Count the lines in the items below that contain the string "instance", with case counting. Reply with the number alone.
* BEGIN RECORD EXTRACTS *
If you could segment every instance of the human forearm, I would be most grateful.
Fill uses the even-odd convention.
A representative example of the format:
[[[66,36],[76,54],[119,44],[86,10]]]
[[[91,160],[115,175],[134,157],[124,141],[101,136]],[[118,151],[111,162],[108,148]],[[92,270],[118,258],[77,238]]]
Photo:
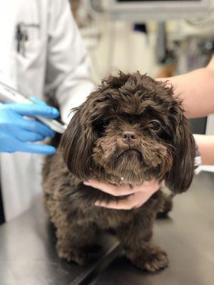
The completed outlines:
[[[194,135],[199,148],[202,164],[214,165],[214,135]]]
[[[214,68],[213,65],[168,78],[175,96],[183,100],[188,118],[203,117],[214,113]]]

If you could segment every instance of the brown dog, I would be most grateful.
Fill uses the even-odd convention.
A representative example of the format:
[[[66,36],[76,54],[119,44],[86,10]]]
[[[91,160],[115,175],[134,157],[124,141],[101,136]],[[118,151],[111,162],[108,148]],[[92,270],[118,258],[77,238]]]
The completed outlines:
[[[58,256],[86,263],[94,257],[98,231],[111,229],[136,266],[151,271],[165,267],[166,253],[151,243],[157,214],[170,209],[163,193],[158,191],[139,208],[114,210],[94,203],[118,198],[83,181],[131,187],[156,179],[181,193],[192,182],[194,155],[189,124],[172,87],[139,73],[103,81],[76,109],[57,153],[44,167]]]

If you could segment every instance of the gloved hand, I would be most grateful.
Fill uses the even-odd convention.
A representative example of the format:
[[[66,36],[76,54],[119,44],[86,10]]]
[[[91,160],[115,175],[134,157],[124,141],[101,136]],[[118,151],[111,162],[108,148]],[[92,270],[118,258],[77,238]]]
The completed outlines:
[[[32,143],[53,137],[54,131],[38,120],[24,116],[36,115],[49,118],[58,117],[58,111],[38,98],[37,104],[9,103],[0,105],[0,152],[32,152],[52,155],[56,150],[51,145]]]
* END RECORD EXTRACTS *
* BEGIN RECORD EXTRACTS *
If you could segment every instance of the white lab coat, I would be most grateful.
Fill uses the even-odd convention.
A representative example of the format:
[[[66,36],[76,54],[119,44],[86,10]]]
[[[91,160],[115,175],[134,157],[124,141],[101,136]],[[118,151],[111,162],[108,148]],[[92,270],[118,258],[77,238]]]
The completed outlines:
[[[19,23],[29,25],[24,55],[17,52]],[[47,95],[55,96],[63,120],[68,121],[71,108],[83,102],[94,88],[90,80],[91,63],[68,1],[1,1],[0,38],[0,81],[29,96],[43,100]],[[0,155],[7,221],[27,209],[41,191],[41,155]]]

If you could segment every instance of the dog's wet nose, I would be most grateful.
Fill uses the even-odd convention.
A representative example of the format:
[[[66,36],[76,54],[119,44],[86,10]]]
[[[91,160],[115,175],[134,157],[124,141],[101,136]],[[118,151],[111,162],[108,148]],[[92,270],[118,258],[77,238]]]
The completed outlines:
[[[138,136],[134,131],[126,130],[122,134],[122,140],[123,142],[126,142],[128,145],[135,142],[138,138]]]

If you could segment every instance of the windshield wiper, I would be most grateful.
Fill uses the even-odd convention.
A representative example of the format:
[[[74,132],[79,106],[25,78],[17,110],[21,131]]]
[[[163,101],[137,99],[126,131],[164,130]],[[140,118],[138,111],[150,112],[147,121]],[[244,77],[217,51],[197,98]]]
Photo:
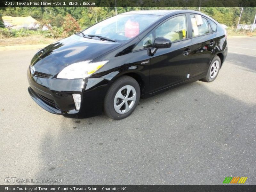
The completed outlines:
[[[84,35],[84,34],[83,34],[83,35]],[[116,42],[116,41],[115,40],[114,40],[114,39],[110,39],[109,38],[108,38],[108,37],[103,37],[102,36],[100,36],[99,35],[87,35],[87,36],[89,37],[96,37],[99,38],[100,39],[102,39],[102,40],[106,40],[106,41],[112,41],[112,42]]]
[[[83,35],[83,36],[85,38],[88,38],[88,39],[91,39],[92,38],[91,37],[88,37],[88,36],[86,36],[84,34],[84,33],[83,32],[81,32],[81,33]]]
* END RECORD EXTRACTS *
▶ _RIGHT ANSWER_: 6